Segment Start: RECORDS TO PROCESS

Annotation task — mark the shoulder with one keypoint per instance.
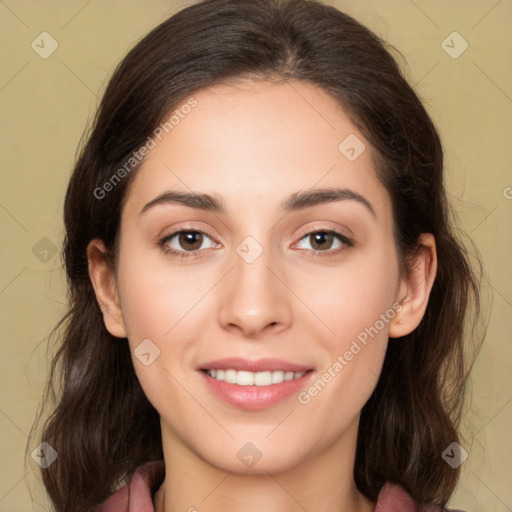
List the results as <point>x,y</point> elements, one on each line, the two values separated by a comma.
<point>137,496</point>
<point>394,498</point>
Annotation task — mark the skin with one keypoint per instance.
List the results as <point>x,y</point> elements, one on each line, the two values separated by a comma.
<point>254,144</point>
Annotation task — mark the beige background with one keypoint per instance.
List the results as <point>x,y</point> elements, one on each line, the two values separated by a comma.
<point>45,104</point>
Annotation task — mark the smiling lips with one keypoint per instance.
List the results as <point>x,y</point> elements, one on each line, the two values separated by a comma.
<point>254,385</point>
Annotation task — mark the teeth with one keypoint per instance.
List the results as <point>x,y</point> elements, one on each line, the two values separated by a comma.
<point>243,378</point>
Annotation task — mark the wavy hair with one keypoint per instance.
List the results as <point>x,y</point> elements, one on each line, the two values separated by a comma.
<point>102,424</point>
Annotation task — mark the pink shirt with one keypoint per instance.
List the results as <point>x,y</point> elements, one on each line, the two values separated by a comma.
<point>138,495</point>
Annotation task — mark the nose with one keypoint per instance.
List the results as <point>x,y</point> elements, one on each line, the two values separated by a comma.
<point>254,298</point>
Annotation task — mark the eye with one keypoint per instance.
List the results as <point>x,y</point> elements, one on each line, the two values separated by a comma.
<point>184,243</point>
<point>322,241</point>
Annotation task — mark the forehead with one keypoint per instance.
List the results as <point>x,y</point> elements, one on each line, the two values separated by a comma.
<point>253,140</point>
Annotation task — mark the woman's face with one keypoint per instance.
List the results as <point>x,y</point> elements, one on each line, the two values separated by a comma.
<point>253,276</point>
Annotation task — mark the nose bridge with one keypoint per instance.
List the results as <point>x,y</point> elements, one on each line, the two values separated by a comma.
<point>254,298</point>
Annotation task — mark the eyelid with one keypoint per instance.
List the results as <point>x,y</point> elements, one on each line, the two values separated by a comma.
<point>303,233</point>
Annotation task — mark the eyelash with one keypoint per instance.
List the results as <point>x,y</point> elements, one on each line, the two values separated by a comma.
<point>316,253</point>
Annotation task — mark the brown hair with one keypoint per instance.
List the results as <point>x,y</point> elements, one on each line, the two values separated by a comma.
<point>103,426</point>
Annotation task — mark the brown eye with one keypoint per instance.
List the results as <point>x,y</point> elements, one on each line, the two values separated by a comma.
<point>324,241</point>
<point>185,243</point>
<point>190,240</point>
<point>321,240</point>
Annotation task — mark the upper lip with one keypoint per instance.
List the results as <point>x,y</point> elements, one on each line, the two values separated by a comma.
<point>259,365</point>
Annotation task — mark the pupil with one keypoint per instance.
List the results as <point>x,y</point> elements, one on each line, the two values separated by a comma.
<point>190,239</point>
<point>321,236</point>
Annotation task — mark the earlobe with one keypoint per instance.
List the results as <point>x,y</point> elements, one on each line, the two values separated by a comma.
<point>414,290</point>
<point>102,276</point>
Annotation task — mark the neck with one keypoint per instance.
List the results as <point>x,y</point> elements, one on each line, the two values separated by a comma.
<point>323,482</point>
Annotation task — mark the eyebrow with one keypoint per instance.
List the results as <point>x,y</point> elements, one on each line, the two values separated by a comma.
<point>297,201</point>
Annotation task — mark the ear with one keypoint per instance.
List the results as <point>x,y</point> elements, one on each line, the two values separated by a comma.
<point>102,274</point>
<point>414,289</point>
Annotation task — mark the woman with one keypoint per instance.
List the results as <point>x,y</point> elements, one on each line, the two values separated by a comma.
<point>267,297</point>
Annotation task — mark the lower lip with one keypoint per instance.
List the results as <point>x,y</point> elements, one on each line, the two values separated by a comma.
<point>255,397</point>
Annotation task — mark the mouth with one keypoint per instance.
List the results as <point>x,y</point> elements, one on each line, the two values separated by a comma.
<point>245,378</point>
<point>254,385</point>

Segment End: RECORDS TO PROCESS

In the copy, include each entry exactly as written and none of the pictures.

• _COMPLETED EXERCISE_:
Annotation task — mark the shoulder with one keypoint per instance.
List the results as <point>x,y</point> elements, one on each line, the two values separated by a comma.
<point>137,496</point>
<point>394,498</point>
Annotation task — mark the skin with one keypoint per instance.
List the results as <point>x,y</point> elements, one on each line, the two values separated by a comma.
<point>254,144</point>
Annotation task — mark the beige background with one keypoint per instance.
List the results as <point>x,y</point> elements, one on each line, the two values separated by a comma.
<point>45,104</point>
Annotation task — mark the smiling lips with one keypoint per instance.
List the results as <point>x,y</point> elements, one on each line, the two values separated by a comma.
<point>254,385</point>
Annotation task — mark the teeth with one keypoint per instance.
List the results as <point>x,y</point> elements, one on each line, the two values separated by a comma.
<point>243,378</point>
Annotation task — mark the wavy hair with one keypoint per instance.
List the results as <point>x,y</point> elements, one on each line, the two values separated by a comma.
<point>102,424</point>
Annotation task — mark the pink shirt with one keypoint per instance.
List the results as <point>x,y</point> elements, one on each line, the two values separated by a comma.
<point>138,495</point>
Annotation task — mark the nose with one keypoint per instance.
List the results as <point>x,y</point> elements, one on each line, the two values separated by a comma.
<point>254,298</point>
Annotation task — mark the eye with one keypoint per instance.
List the results as <point>x,y</point> elements, one on each line, the two values separated by a comma.
<point>184,243</point>
<point>322,241</point>
Annotation task — mark the forehead with one keypoint per instance.
List the results as <point>x,y</point> elements, one on each line, the two values separated by a comma.
<point>253,140</point>
Annotation task — mark the woman's face with one keypoint per instance.
List the results as <point>x,y</point> elements, one on each line, the two values separated by a comma.
<point>253,276</point>
Annotation task — mark the nose bridge with one keypoint per instance.
List the results as <point>x,y</point> elements, one on each line, the two values separated by a comma.
<point>254,298</point>
Annotation task — mark the eyelid with one keypoint per instance.
List the results as <point>x,y</point> elements, one on each line, the two values separated by a comma.
<point>303,233</point>
Annotation task — mark the eyelash with one keypoint per instance.
List the results as <point>x,y</point> elements, one on each line, the two values separated by a comma.
<point>316,253</point>
Annotation task — mark the brown hair with one keypoint per instance.
List the results as <point>x,y</point> elements, one on each line, the two values separated by a comma.
<point>103,426</point>
Annotation task — mark the brown eye with one keypoint per instance.
List the results as <point>x,y</point> elements, one on each line, the two values separated by a comma.
<point>324,241</point>
<point>185,243</point>
<point>190,240</point>
<point>321,240</point>
Annotation task — mark the upper lip with one keypoint per instance.
List the results as <point>x,y</point> elements, one on each line, the two values separated by a comma.
<point>259,365</point>
Annotation task — mark the pupil with one keypoint per instance.
List the results as <point>x,y</point> elements, one on each line, the two values separated by a comma.
<point>190,239</point>
<point>321,236</point>
Annotation task — mark the earlobe with one keypoint per instance.
List the results as <point>x,y</point> elements, one on each line, the two values separated by a comma.
<point>414,290</point>
<point>102,276</point>
Annotation task — mark the neck with one keypoint per instance.
List the results as <point>x,y</point> elements, one on each line, the two values separated by a comma.
<point>323,482</point>
Annotation task — mark the eyebrow with one keypoint per instance.
List the results as <point>x,y</point> elements, one on each line, the two values separated by a comma.
<point>297,201</point>
Annotation task — mark the ear with one keypoint per instance.
List the results as <point>x,y</point> elements, one on each line, the two values separated by a comma.
<point>102,274</point>
<point>414,289</point>
Annotation task — mark the woman with one keypoint per instance.
List the results as <point>x,y</point> elements, one on each line, the two values separated by a comma.
<point>267,297</point>
Annotation task — mark the lower lip with one keypoint per instance.
List the results as <point>x,y</point> elements, one on each line, the two values separated by a comma.
<point>255,397</point>
Annotation task — mark the mouth with one keypoint per instance.
List the results as <point>x,y</point> elements, one on each line, the two values separated by a comma.
<point>245,378</point>
<point>254,385</point>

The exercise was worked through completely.